• **TASK**: Track down each line below containing the string "concrete" and copy it.

• **Stored data entries**:
+++

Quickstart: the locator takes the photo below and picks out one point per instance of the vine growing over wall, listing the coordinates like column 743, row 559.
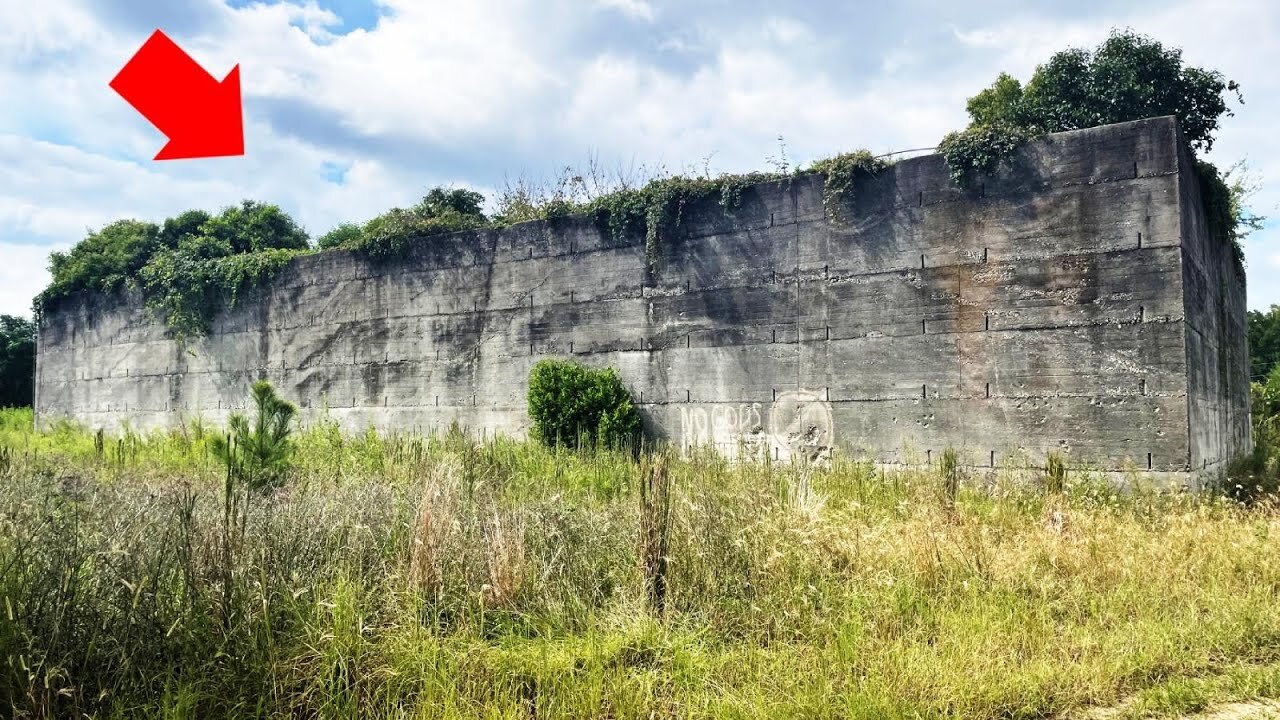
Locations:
column 187, row 268
column 842, row 173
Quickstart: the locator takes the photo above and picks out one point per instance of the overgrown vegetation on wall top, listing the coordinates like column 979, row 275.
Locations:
column 1128, row 77
column 196, row 264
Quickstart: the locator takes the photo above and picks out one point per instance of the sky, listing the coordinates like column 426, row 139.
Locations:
column 352, row 106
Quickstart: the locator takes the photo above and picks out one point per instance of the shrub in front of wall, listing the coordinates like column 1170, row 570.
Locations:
column 574, row 405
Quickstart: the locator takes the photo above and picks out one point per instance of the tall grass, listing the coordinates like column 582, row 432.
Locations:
column 442, row 577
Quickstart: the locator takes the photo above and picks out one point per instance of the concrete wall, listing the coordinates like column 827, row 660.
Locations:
column 1073, row 302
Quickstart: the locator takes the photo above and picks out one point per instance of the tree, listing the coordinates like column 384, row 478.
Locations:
column 105, row 260
column 442, row 200
column 259, row 455
column 1264, row 342
column 17, row 361
column 341, row 236
column 1128, row 77
column 252, row 226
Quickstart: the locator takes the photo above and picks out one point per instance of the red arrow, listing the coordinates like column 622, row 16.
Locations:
column 200, row 115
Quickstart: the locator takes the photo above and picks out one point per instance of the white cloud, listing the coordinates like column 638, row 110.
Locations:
column 635, row 9
column 22, row 276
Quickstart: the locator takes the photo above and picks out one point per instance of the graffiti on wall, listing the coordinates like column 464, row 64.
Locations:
column 798, row 425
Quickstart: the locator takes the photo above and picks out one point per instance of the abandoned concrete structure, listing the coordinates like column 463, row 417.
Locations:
column 1073, row 302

+++

• **WRITTEN SOLUTION**:
Quickstart: the locator takes the photo above and picks out one point per instance of the concrete wall, listing the coordinates like column 827, row 660.
Quickstart: the locator takes the photo above and picks out one point per instance of the abandoned concrete structure, listing the coordinates like column 463, row 417.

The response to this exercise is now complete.